— PROBLEM TO WORK ON —
Set down the records again. Every word and mark must match exactly.

[Records excerpted from a collection]
○ ○ ○ ○

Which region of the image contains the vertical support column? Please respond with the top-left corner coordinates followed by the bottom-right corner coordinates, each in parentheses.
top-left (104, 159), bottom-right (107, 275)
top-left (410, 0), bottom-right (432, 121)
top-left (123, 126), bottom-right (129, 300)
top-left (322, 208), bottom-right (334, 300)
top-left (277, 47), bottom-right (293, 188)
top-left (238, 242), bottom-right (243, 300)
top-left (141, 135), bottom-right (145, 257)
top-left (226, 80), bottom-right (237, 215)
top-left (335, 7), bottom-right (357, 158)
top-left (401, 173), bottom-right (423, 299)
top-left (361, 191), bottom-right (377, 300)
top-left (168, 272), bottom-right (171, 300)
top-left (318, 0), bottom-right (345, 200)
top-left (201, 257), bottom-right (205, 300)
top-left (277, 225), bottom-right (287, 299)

○ ○ ○ ○

— SOLUTION —
Which region of the image contains the vertical support column? Please respond with the top-left corner coordinates followed by the bottom-right corner coordinates, each in parentheses.
top-left (104, 159), bottom-right (107, 275)
top-left (410, 0), bottom-right (432, 121)
top-left (123, 126), bottom-right (129, 300)
top-left (322, 208), bottom-right (334, 300)
top-left (277, 47), bottom-right (293, 188)
top-left (238, 242), bottom-right (243, 300)
top-left (141, 135), bottom-right (145, 257)
top-left (226, 80), bottom-right (237, 215)
top-left (335, 7), bottom-right (357, 158)
top-left (401, 173), bottom-right (423, 299)
top-left (361, 191), bottom-right (377, 300)
top-left (168, 272), bottom-right (171, 300)
top-left (318, 0), bottom-right (345, 200)
top-left (201, 257), bottom-right (205, 300)
top-left (277, 225), bottom-right (287, 299)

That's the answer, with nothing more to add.